** Opening Data extract block **

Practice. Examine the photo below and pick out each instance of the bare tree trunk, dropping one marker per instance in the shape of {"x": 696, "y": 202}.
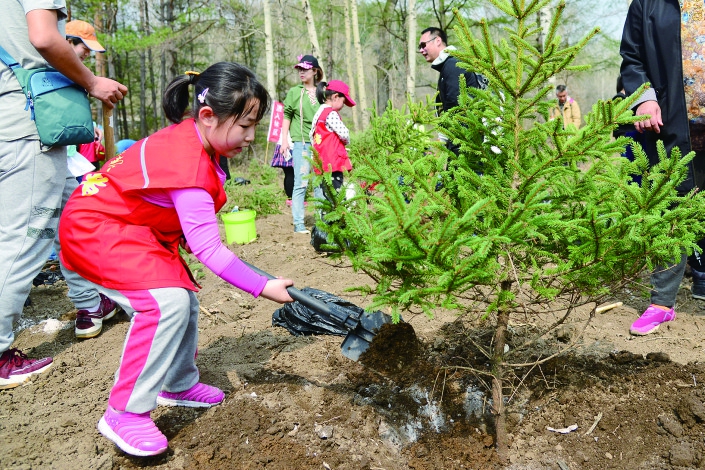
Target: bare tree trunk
{"x": 152, "y": 83}
{"x": 143, "y": 72}
{"x": 360, "y": 67}
{"x": 411, "y": 49}
{"x": 384, "y": 61}
{"x": 269, "y": 49}
{"x": 348, "y": 63}
{"x": 313, "y": 37}
{"x": 500, "y": 339}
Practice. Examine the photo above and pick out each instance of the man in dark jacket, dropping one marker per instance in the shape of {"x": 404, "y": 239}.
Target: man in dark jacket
{"x": 660, "y": 46}
{"x": 433, "y": 45}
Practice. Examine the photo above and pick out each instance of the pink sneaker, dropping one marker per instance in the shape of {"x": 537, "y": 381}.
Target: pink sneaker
{"x": 198, "y": 396}
{"x": 16, "y": 368}
{"x": 134, "y": 433}
{"x": 649, "y": 321}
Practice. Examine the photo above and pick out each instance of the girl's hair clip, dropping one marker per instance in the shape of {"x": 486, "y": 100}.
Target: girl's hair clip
{"x": 202, "y": 96}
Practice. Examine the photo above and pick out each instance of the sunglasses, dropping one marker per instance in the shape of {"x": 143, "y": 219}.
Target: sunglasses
{"x": 422, "y": 44}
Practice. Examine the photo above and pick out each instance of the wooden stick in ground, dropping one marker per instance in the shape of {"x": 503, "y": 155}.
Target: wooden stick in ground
{"x": 108, "y": 132}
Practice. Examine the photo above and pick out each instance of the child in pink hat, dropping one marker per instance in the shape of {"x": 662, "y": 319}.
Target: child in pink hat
{"x": 329, "y": 135}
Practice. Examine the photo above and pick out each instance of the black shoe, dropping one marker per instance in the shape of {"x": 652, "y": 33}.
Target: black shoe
{"x": 698, "y": 287}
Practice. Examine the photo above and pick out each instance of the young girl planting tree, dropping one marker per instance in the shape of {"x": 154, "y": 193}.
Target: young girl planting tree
{"x": 122, "y": 231}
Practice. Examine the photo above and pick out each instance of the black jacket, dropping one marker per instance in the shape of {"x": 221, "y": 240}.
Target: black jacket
{"x": 449, "y": 82}
{"x": 651, "y": 52}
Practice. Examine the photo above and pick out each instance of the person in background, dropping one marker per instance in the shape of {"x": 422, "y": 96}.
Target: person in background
{"x": 32, "y": 177}
{"x": 123, "y": 229}
{"x": 300, "y": 105}
{"x": 433, "y": 46}
{"x": 93, "y": 307}
{"x": 124, "y": 144}
{"x": 329, "y": 135}
{"x": 626, "y": 130}
{"x": 286, "y": 163}
{"x": 661, "y": 45}
{"x": 567, "y": 108}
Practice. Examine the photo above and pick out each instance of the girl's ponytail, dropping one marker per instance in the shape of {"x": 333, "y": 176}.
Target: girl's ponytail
{"x": 231, "y": 90}
{"x": 176, "y": 97}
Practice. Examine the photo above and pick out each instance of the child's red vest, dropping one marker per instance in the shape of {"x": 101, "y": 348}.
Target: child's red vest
{"x": 111, "y": 236}
{"x": 331, "y": 150}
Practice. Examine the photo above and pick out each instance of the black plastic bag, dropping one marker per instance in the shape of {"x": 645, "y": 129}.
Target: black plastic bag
{"x": 301, "y": 320}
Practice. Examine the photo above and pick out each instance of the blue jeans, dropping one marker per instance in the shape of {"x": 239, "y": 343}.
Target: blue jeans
{"x": 301, "y": 154}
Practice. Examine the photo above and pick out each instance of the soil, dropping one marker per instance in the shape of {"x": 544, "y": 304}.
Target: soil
{"x": 414, "y": 400}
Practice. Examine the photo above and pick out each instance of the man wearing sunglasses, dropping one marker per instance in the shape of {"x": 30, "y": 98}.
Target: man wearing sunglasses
{"x": 433, "y": 46}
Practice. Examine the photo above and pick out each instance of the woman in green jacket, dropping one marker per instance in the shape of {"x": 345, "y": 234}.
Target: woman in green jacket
{"x": 300, "y": 105}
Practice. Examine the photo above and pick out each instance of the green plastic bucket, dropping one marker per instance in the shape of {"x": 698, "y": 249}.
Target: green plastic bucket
{"x": 240, "y": 226}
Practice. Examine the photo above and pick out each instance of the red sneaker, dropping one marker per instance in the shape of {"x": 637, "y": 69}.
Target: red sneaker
{"x": 90, "y": 324}
{"x": 16, "y": 368}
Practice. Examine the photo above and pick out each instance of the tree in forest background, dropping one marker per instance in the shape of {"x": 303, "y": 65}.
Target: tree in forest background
{"x": 528, "y": 219}
{"x": 151, "y": 41}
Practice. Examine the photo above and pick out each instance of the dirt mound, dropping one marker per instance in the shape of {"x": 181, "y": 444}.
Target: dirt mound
{"x": 419, "y": 399}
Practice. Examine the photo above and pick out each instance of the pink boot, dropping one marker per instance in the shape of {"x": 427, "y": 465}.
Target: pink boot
{"x": 134, "y": 433}
{"x": 198, "y": 396}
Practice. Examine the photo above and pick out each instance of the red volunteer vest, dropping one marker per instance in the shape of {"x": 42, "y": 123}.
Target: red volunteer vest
{"x": 111, "y": 236}
{"x": 331, "y": 150}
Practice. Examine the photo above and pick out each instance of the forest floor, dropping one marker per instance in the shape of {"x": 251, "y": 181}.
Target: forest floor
{"x": 414, "y": 403}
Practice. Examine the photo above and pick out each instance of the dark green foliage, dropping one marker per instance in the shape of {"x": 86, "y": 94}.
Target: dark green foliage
{"x": 550, "y": 214}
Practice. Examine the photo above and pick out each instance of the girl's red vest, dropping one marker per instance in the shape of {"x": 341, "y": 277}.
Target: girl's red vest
{"x": 111, "y": 236}
{"x": 331, "y": 150}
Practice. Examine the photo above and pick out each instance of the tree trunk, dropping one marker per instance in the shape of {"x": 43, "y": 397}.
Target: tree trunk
{"x": 411, "y": 49}
{"x": 152, "y": 83}
{"x": 500, "y": 339}
{"x": 313, "y": 37}
{"x": 360, "y": 66}
{"x": 384, "y": 61}
{"x": 348, "y": 64}
{"x": 269, "y": 49}
{"x": 143, "y": 72}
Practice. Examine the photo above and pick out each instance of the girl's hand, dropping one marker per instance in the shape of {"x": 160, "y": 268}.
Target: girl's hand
{"x": 275, "y": 290}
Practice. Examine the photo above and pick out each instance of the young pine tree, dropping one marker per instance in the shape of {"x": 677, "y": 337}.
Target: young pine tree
{"x": 527, "y": 214}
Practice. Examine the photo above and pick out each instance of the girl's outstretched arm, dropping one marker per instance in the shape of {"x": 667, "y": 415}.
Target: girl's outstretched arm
{"x": 197, "y": 216}
{"x": 276, "y": 290}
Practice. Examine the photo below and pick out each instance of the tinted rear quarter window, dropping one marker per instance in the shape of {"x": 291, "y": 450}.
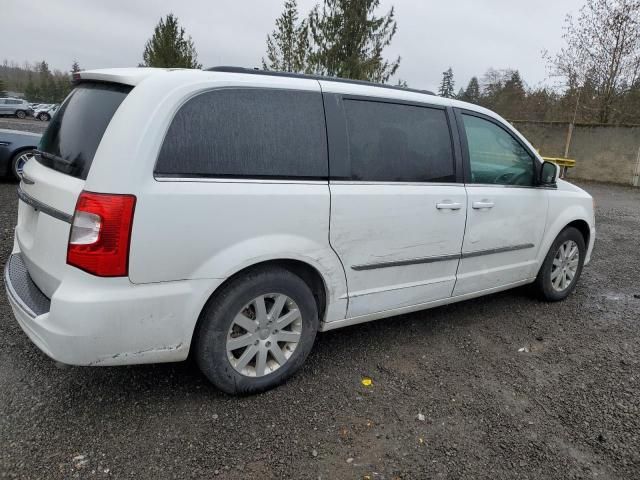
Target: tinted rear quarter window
{"x": 247, "y": 132}
{"x": 391, "y": 142}
{"x": 72, "y": 138}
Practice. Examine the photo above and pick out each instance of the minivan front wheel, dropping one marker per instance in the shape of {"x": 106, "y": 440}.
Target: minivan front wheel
{"x": 562, "y": 266}
{"x": 257, "y": 331}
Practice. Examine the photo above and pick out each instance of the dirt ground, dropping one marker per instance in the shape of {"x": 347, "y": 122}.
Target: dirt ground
{"x": 451, "y": 396}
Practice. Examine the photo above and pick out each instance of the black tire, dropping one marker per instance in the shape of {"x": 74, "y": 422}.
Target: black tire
{"x": 217, "y": 317}
{"x": 14, "y": 163}
{"x": 543, "y": 281}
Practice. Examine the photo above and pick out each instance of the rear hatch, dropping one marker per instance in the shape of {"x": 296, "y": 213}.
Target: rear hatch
{"x": 53, "y": 181}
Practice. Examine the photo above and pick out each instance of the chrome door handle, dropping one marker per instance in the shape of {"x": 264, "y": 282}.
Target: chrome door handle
{"x": 483, "y": 204}
{"x": 448, "y": 206}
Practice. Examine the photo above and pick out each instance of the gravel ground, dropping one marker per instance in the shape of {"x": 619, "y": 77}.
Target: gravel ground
{"x": 26, "y": 125}
{"x": 451, "y": 396}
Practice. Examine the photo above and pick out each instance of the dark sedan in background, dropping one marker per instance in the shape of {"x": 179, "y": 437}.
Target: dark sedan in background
{"x": 15, "y": 149}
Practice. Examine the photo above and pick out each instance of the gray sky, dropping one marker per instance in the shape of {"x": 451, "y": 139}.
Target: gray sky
{"x": 468, "y": 35}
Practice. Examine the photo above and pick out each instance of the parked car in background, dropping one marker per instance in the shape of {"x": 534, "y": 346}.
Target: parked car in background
{"x": 259, "y": 208}
{"x": 14, "y": 106}
{"x": 45, "y": 112}
{"x": 15, "y": 149}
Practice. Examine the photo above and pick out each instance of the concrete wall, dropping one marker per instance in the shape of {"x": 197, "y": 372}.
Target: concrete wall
{"x": 606, "y": 153}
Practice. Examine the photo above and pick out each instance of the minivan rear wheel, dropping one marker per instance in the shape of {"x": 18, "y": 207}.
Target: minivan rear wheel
{"x": 257, "y": 331}
{"x": 562, "y": 266}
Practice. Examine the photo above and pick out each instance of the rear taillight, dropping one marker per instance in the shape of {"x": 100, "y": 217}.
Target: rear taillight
{"x": 101, "y": 234}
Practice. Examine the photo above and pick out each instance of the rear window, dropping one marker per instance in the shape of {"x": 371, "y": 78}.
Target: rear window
{"x": 247, "y": 133}
{"x": 398, "y": 143}
{"x": 72, "y": 138}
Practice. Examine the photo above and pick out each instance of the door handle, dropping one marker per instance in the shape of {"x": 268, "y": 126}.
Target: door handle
{"x": 483, "y": 204}
{"x": 448, "y": 206}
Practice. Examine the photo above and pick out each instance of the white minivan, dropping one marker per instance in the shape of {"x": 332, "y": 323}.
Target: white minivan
{"x": 233, "y": 213}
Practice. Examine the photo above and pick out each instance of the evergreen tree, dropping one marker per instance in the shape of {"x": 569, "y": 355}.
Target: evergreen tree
{"x": 288, "y": 44}
{"x": 472, "y": 93}
{"x": 348, "y": 40}
{"x": 169, "y": 47}
{"x": 447, "y": 86}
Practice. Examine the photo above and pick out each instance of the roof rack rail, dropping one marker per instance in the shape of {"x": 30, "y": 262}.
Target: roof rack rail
{"x": 256, "y": 71}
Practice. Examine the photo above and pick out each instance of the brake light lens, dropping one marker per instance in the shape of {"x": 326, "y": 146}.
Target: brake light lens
{"x": 101, "y": 234}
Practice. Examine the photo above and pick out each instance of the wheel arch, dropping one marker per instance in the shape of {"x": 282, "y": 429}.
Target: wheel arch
{"x": 583, "y": 227}
{"x": 577, "y": 218}
{"x": 307, "y": 272}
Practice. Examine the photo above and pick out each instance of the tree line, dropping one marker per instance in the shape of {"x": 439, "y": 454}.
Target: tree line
{"x": 596, "y": 73}
{"x": 37, "y": 82}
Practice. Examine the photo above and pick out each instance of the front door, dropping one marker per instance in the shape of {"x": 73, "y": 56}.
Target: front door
{"x": 506, "y": 213}
{"x": 397, "y": 219}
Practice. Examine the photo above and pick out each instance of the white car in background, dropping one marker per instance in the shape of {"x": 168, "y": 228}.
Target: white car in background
{"x": 251, "y": 210}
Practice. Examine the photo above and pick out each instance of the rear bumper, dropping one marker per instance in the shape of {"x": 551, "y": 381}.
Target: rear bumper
{"x": 106, "y": 321}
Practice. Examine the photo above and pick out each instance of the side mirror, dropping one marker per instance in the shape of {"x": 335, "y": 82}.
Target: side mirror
{"x": 548, "y": 174}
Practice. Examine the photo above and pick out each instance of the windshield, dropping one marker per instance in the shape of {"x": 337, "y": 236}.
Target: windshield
{"x": 72, "y": 138}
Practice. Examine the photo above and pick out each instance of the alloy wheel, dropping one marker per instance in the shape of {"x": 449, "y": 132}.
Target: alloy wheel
{"x": 264, "y": 335}
{"x": 565, "y": 266}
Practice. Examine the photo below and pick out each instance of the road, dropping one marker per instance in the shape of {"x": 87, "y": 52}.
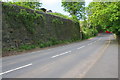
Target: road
{"x": 93, "y": 58}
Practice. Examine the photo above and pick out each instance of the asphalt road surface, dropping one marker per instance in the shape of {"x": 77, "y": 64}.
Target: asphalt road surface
{"x": 93, "y": 58}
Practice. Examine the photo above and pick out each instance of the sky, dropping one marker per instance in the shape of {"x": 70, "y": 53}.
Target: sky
{"x": 55, "y": 5}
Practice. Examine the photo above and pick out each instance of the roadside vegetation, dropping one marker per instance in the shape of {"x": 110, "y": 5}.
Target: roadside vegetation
{"x": 97, "y": 17}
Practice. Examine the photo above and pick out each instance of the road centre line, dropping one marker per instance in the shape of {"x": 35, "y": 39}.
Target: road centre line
{"x": 15, "y": 69}
{"x": 80, "y": 47}
{"x": 61, "y": 54}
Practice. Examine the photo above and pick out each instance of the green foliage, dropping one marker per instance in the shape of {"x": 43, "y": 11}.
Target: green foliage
{"x": 57, "y": 21}
{"x": 105, "y": 14}
{"x": 32, "y": 5}
{"x": 75, "y": 8}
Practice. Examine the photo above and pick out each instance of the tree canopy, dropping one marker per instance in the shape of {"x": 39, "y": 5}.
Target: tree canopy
{"x": 32, "y": 5}
{"x": 75, "y": 8}
{"x": 105, "y": 14}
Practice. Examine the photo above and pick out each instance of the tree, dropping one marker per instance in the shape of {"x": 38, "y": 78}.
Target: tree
{"x": 32, "y": 5}
{"x": 105, "y": 14}
{"x": 75, "y": 8}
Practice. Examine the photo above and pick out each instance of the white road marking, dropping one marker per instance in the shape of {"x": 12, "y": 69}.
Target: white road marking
{"x": 61, "y": 54}
{"x": 15, "y": 69}
{"x": 90, "y": 43}
{"x": 80, "y": 47}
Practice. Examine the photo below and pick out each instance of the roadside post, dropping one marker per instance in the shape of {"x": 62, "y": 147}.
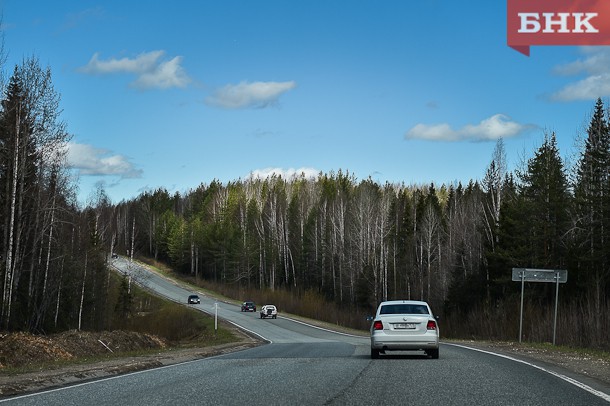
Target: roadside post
{"x": 215, "y": 318}
{"x": 556, "y": 276}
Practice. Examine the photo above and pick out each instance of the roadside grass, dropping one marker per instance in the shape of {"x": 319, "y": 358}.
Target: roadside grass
{"x": 583, "y": 352}
{"x": 175, "y": 322}
{"x": 312, "y": 308}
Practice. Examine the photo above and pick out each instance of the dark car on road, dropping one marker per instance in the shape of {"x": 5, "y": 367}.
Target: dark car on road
{"x": 248, "y": 307}
{"x": 193, "y": 299}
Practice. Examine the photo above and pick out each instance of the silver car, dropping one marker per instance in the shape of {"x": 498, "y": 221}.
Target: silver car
{"x": 404, "y": 325}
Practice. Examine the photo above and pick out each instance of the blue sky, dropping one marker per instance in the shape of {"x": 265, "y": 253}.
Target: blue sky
{"x": 175, "y": 94}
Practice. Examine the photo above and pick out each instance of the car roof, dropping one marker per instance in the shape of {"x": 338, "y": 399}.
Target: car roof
{"x": 403, "y": 302}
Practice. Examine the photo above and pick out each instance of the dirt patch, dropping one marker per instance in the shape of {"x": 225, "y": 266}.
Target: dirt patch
{"x": 31, "y": 363}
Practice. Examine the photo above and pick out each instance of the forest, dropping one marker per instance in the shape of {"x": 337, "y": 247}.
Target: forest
{"x": 344, "y": 242}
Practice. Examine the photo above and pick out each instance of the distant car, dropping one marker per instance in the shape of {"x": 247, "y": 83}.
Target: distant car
{"x": 268, "y": 311}
{"x": 404, "y": 325}
{"x": 193, "y": 299}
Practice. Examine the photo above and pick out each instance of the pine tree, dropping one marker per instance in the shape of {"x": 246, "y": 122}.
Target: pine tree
{"x": 592, "y": 208}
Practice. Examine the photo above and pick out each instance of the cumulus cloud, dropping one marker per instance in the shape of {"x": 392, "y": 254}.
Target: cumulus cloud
{"x": 249, "y": 95}
{"x": 595, "y": 67}
{"x": 290, "y": 173}
{"x": 151, "y": 70}
{"x": 92, "y": 161}
{"x": 489, "y": 129}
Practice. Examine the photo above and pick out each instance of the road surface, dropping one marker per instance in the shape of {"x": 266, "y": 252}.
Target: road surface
{"x": 305, "y": 365}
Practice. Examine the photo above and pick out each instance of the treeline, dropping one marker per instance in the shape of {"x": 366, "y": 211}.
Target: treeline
{"x": 53, "y": 269}
{"x": 350, "y": 242}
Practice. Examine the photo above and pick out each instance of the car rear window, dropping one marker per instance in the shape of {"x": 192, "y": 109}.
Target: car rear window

** Closing Data extract block **

| Goal of the exercise |
All lines of the records above that carry the word "below" should be listed.

| Answer box |
Practice. Examine the photo below and pick out each instance of the bare tree trunk, dropping one marker per instance in the shape of {"x": 696, "y": 202}.
Practice. Examine the photo below and pick out each instance of the tinted rear quarter window, dropping one marker per instance in the shape of {"x": 291, "y": 450}.
Practice. Examine the photo below and pick out each instance of the road, dropping one marker per instance in the shape of {"x": 87, "y": 52}.
Practice. Examine the photo below and pick out each instance of the roadside post, dropping one marker per instance in the shape of {"x": 62, "y": 147}.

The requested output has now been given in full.